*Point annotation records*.

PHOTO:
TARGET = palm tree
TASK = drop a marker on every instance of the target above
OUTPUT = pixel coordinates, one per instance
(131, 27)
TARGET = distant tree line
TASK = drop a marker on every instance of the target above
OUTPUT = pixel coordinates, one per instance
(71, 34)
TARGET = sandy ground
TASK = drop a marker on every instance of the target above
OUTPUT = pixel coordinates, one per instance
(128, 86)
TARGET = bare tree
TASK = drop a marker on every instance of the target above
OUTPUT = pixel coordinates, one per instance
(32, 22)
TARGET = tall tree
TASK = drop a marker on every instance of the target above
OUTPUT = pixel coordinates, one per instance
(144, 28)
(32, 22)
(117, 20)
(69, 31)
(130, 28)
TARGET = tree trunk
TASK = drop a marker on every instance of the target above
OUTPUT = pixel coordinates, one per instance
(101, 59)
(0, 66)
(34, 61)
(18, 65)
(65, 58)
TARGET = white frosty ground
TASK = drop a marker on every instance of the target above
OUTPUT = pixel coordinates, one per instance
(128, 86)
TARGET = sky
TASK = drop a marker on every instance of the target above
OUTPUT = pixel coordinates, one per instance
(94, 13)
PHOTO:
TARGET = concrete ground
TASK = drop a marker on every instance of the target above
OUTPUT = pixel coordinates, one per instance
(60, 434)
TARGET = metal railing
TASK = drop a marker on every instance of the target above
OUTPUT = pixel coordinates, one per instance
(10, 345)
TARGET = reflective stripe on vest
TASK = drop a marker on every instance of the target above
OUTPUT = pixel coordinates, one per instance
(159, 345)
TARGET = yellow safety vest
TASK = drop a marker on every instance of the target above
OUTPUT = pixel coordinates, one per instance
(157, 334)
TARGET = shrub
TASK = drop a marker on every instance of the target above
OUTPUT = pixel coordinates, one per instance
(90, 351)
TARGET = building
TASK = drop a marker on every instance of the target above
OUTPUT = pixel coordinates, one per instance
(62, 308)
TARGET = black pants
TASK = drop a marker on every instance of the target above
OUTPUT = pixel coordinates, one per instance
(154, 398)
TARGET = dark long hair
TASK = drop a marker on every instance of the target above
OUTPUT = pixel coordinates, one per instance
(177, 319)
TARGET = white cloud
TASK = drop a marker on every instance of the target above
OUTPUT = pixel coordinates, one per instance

*Task details*. Reproduce all of the data above line for line, with nothing changed.

*Task solution*.
PHOTO:
TARGET = palm tree
TASK = drop a marker on every instance of the target above
OUTPUT = pixel coordinates, one per instance
(131, 27)
TARGET = distant tree line
TASK = drop a marker on every instance of the target above
OUTPUT = pixel coordinates, one per instance
(71, 34)
TARGET = sandy ground
TASK = drop a marker on every instance of the target above
OUTPUT = pixel coordinates, one per instance
(128, 86)
TARGET = bare tree
TASK = drop a marker on every instance of the target above
OUTPUT = pixel coordinates, one per instance
(32, 22)
TARGET = tall tree
TASK = drop a marker on every instance of the target above
OUTPUT = pixel coordinates, one per instance
(144, 28)
(32, 22)
(117, 20)
(69, 31)
(130, 28)
TARGET = tree trunk
TASK = drop a marker on every instance of the target above
OUTPUT = pixel coordinates, one per instance
(101, 59)
(0, 66)
(34, 61)
(18, 65)
(65, 58)
TARGET = white frosty ground
TASK = drop a marker on every instance of the target above
OUTPUT = pixel coordinates, one per instance
(128, 86)
TARGET = sky
TASK = drop a marker on every instance of the target above
OUTPUT = pixel coordinates, one per instance
(94, 13)
PHOTO:
TARGET = concrete ground
TASK = drop a marker on every instance of the target above
OUTPUT = pixel coordinates, one per instance
(60, 434)
TARGET = metal railing
TASK = drop a marker on every instance of the target above
OUTPUT = pixel coordinates, one per instance
(10, 345)
TARGET = reflective stripe on vest
TASK = drop a marker on every instance of the target above
OUTPUT = pixel coordinates, one per instance
(159, 345)
TARGET = yellow safety vest
TASK = drop a marker on every instance of the target above
OUTPUT = pixel coordinates, one per instance
(157, 334)
TARGET = shrub
TASK = drop a marker on every instance of the target above
OUTPUT = pixel coordinates, one per instance
(90, 351)
TARGET = building
TASK = drop a marker on every instance of the target above
OUTPUT = pixel coordinates, one per instance
(62, 308)
TARGET = black pants
TASK = drop a marker on every instance of the target above
OUTPUT = pixel coordinates, one per instance
(154, 398)
TARGET = dark long hair
TASK = drop a marker on every instance of the target above
OUTPUT = pixel coordinates, one per instance
(177, 319)
TARGET = white cloud
TASK = drop a marker on every instance of the target above
OUTPUT = pixel coordinates, one per instance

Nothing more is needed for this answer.